(原文)
::::

考えられる疾患は便秘、機能性ディスペプシア、呑気症、上腸間膜動脈症候群、過敏性腸症候群、慢性胃炎(ピロリ胃炎)、逆流性食道炎、感染性胃腸炎、胆石症、慢性肝炎、胃がん、大腸がん、腹水、腸閉塞、心不全などの心血管病変などがあります。

漢方と鍼灸

 まずどんな時にお腹が張るのか、持続しているのか随伴症状は何か、どんどんひどくなっているのかなど問診していきます。上記の疾患の中には検査が必要なものもあるのでまずは病院に行って原因を突き止めましょう。食事内容も見直さないといけない場合があります。腸を温めて動きを良くする漢方、腸の周りの血流を改善する漢方、腸内環境、ストレス対応漢方などを複数のツボから選択していきます。

腹痛・急性胃腸炎・急性虫垂炎・憩室炎・腸閉塞・虚血性腸炎

 急性胃腸炎とは、胃腸の粘膜が炎症を起こす病気です。急性胃腸炎になる原因で多いものは、ウイルスや細菌などによる感染とされています。主な症状は、下痢、吐き気、嘔吐、腹痛、発熱、お腹の張り、食欲不振などです。
 急性虫垂炎は虫垂に炎症が起きる病気で、いわゆる「盲腸」のことです。時間の経過とともに症状が変わることがあり、最初の自覚症状は食欲不振や吐き気、みぞおちの痛みなどが多いといわれています。次第に痛みの場所がみぞおちから右下腹部へ移動し、腹膜炎の状態になると高熱を伴うことがあります。
 下腹部が痛くなるその他の腸の病気には、憩室炎、腸閉塞、虚血性腸炎、過敏性腸症候群などがあります。憩室炎とは、大腸にできた憩室という袋が細菌に感染することで炎症を起こす病気です。主な症状は腹痛や発熱です。

::::

(提示資料)

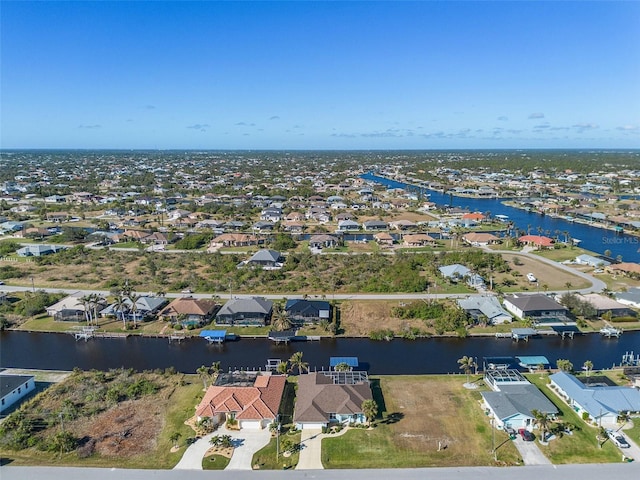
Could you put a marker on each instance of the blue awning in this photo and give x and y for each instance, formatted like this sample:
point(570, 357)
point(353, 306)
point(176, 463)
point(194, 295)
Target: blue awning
point(351, 361)
point(214, 334)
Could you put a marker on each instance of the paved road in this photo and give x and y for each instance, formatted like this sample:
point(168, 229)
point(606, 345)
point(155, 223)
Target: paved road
point(246, 443)
point(619, 471)
point(530, 453)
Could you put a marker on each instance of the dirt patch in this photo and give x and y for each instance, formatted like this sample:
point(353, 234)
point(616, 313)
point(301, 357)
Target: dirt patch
point(124, 431)
point(419, 428)
point(358, 318)
point(553, 278)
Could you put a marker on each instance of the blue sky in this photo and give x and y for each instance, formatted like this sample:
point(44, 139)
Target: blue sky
point(320, 75)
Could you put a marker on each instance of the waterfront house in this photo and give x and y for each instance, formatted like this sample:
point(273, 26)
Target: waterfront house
point(478, 239)
point(383, 238)
point(265, 259)
point(13, 388)
point(250, 400)
point(245, 311)
point(73, 308)
point(537, 306)
point(189, 311)
point(537, 241)
point(38, 250)
point(323, 241)
point(591, 261)
point(301, 311)
point(418, 240)
point(146, 307)
point(489, 308)
point(346, 225)
point(513, 399)
point(375, 225)
point(604, 304)
point(602, 404)
point(330, 397)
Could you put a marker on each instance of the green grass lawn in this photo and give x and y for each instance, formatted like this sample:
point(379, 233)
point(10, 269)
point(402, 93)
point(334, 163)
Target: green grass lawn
point(581, 446)
point(405, 437)
point(267, 458)
point(215, 462)
point(183, 397)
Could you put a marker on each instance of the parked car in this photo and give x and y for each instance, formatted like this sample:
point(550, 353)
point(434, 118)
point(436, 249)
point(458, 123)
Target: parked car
point(526, 435)
point(618, 439)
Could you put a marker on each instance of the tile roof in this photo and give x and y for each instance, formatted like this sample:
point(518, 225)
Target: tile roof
point(260, 401)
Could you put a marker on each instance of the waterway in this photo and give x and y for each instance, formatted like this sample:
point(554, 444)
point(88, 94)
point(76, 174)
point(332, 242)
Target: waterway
point(592, 238)
point(59, 351)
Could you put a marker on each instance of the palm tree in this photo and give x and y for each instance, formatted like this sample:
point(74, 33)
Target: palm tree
point(282, 368)
point(134, 307)
point(543, 421)
point(466, 364)
point(120, 306)
point(175, 436)
point(370, 410)
point(297, 362)
point(281, 320)
point(204, 374)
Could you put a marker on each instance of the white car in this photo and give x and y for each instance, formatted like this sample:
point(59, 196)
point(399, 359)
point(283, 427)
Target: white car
point(618, 439)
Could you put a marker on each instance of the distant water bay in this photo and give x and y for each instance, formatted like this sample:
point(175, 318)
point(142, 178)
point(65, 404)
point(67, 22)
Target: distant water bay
point(58, 351)
point(592, 238)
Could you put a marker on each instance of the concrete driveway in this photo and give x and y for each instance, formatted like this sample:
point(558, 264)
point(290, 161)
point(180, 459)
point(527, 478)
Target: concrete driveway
point(246, 443)
point(530, 453)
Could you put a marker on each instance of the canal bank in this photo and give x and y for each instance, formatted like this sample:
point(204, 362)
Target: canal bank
point(592, 238)
point(56, 351)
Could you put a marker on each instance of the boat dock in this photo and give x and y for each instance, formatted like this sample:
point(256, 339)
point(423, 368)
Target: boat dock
point(610, 332)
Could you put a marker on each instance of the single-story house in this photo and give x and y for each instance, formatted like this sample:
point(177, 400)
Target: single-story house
point(592, 261)
point(383, 238)
point(511, 403)
point(346, 225)
point(418, 240)
point(603, 404)
point(331, 397)
point(603, 304)
point(631, 297)
point(478, 239)
point(266, 259)
point(13, 388)
point(245, 311)
point(189, 310)
point(145, 307)
point(375, 225)
point(537, 305)
point(489, 307)
point(253, 404)
point(302, 311)
point(73, 308)
point(323, 241)
point(536, 241)
point(38, 250)
point(455, 272)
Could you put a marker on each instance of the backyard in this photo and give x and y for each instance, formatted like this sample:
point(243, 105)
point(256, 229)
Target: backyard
point(420, 424)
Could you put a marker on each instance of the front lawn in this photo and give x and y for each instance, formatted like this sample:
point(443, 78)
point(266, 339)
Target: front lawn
point(424, 421)
point(579, 447)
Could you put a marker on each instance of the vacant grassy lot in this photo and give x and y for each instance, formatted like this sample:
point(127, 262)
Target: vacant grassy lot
point(417, 414)
point(581, 446)
point(116, 418)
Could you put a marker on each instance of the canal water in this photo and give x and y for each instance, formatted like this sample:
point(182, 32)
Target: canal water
point(592, 238)
point(59, 351)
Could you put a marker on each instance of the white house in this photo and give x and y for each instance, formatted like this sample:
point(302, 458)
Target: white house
point(603, 404)
point(13, 388)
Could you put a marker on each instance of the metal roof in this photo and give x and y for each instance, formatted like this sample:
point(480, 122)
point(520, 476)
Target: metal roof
point(351, 361)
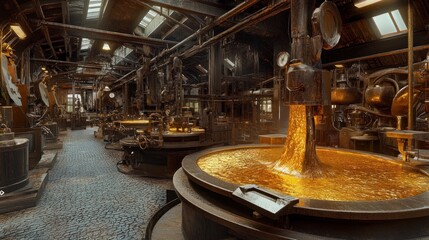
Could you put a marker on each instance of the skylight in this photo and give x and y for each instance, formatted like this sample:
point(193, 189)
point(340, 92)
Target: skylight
point(86, 43)
point(93, 9)
point(149, 17)
point(390, 23)
point(120, 54)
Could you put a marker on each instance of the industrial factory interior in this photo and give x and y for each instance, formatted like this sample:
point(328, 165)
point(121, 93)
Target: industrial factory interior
point(214, 119)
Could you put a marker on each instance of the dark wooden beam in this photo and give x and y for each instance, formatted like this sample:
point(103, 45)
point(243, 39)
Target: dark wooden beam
point(93, 33)
point(380, 48)
point(187, 6)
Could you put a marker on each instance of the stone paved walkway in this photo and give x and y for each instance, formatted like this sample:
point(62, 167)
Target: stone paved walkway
point(87, 198)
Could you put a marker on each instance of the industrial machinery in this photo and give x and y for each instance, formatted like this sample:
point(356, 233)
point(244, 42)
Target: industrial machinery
point(158, 147)
point(15, 96)
point(271, 192)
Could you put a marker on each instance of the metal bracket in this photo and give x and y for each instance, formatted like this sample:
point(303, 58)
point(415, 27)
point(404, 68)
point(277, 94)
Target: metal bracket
point(265, 202)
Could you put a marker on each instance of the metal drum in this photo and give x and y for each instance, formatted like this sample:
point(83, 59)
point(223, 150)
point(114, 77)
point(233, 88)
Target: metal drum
point(13, 163)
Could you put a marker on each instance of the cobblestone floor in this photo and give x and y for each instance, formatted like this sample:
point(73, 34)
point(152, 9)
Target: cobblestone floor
point(87, 198)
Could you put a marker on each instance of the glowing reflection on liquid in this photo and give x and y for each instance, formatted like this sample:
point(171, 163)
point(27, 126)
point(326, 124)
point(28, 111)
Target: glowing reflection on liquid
point(352, 176)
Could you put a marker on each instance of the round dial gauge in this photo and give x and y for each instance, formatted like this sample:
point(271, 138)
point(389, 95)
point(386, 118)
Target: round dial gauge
point(282, 59)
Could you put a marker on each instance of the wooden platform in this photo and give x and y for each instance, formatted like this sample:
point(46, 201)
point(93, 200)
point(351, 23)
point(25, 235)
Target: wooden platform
point(29, 195)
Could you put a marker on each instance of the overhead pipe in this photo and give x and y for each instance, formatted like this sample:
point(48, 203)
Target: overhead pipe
point(84, 65)
point(126, 75)
point(260, 16)
point(231, 13)
point(45, 30)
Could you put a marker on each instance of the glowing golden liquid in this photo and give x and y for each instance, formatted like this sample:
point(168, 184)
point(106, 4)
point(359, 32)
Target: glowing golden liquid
point(299, 158)
point(352, 176)
point(331, 175)
point(134, 122)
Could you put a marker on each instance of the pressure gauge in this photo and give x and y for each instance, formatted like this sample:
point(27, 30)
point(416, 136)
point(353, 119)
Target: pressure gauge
point(283, 59)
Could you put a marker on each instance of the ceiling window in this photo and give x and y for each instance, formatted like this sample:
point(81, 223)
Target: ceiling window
point(390, 23)
point(93, 9)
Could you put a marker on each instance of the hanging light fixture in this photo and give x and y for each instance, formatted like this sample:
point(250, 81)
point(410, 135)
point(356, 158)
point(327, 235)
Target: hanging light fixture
point(106, 47)
point(16, 27)
point(364, 3)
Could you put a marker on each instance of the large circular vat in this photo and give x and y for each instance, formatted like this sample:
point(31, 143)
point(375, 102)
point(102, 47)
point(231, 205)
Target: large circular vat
point(396, 206)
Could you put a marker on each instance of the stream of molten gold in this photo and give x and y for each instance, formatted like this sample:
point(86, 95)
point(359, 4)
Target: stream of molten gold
point(299, 156)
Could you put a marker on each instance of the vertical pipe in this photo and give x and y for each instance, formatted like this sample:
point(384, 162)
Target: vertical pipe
point(410, 67)
point(73, 91)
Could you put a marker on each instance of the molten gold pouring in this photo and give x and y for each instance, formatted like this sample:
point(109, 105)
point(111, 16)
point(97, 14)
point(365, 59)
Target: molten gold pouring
point(352, 176)
point(329, 175)
point(299, 156)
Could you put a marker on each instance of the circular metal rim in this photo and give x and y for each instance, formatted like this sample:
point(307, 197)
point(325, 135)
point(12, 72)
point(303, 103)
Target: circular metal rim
point(412, 207)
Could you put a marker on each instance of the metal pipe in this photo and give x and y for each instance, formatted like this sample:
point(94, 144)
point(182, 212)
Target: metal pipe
point(410, 68)
point(162, 14)
point(251, 20)
point(231, 13)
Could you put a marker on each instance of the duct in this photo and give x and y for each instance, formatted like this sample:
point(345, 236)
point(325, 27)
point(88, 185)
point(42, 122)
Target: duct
point(187, 6)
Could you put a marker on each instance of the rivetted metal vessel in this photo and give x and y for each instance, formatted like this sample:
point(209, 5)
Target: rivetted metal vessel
point(13, 161)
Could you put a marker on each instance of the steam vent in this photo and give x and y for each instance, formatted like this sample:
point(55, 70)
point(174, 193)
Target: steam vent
point(214, 119)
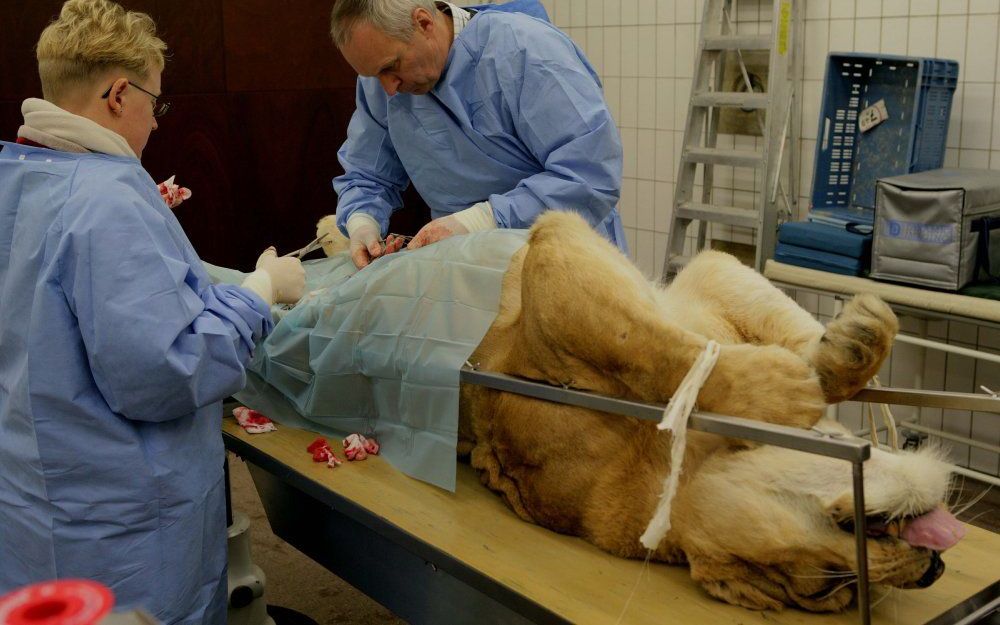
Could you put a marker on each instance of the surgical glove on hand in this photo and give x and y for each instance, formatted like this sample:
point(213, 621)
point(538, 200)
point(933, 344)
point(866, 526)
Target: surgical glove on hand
point(335, 242)
point(366, 240)
point(436, 230)
point(278, 280)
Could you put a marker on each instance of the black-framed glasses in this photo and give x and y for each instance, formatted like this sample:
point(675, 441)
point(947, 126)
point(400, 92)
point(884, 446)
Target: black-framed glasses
point(159, 108)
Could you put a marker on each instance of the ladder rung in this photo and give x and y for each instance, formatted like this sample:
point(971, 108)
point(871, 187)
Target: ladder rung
point(730, 98)
point(716, 156)
point(678, 262)
point(729, 215)
point(738, 42)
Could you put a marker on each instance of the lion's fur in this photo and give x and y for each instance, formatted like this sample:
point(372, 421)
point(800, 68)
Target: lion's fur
point(754, 524)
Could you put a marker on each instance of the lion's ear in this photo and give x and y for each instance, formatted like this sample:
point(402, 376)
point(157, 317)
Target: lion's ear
point(729, 581)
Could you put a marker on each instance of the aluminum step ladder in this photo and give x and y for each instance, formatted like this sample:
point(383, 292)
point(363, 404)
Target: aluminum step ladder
point(774, 202)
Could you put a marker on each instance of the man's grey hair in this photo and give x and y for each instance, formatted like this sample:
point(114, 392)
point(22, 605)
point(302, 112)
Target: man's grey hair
point(393, 17)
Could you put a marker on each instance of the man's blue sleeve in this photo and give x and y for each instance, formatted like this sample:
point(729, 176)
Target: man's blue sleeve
point(373, 179)
point(558, 110)
point(161, 341)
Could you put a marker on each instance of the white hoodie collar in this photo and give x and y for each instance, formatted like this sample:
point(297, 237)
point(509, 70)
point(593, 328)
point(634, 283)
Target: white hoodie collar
point(56, 128)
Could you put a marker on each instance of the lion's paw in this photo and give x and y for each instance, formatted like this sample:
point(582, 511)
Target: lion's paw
point(854, 346)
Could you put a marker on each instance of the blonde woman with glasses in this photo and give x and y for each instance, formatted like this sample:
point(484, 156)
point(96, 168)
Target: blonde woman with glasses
point(115, 348)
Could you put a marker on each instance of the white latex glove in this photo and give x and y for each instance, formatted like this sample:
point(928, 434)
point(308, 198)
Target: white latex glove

::::

(問題文) お腹の病気について述べた原文を、最後の文の後から書き継ぎなさい。

(解答例)
腸閉塞とは、腸がふさがってしまい消化された食べ物などが肛門へと移動できない状態です。主な症状は、腹痛、お腹の張り、便通がない、嘔吐などですが、嘔吐以外の症状は出ないこともあります。以前おなかの手術をうけたことのある人はリスクが高く、他には大腸がんなどがしばしば原因となります。
虚血性腸炎は、大腸の粘膜に炎症や潰瘍ができる病気です。主な症状は、左下腹部の痛み、下痢、血便ですが、嘔吐や発熱が出ることもあります。しばしば便秘が原因となります。
尿管結石や腎盂腎炎ではわき腹や背中、腰の痛み、血尿がみられ、腎盂腎炎では高熱が出ることもあります。
 膀胱炎や前立腺炎では下腹の痛みがみられ、なかでも前立腺炎では高熱が出ることもあります。
卵巣炎、卵管炎、卵巣嚢腫茎捻転、子宮外妊娠、生理痛など、婦人科の病気が原因で下腹部が痛くなることもあります。
卵巣炎、卵管炎は、感染症が原因で卵巣や卵管に炎症が起きる病気、卵巣嚢腫茎捻転は、卵巣にできた腫瘍がお腹の中でねじれてしまった状態のことです。子宮外妊娠は、卵管や卵巣、腹膜など、子宮以外の場所で着床して胎児が育っている状態で、大量出血の原因となり命に関わる危険性もあります。女性が激しい下腹部痛を感じた場合には注意が必要です。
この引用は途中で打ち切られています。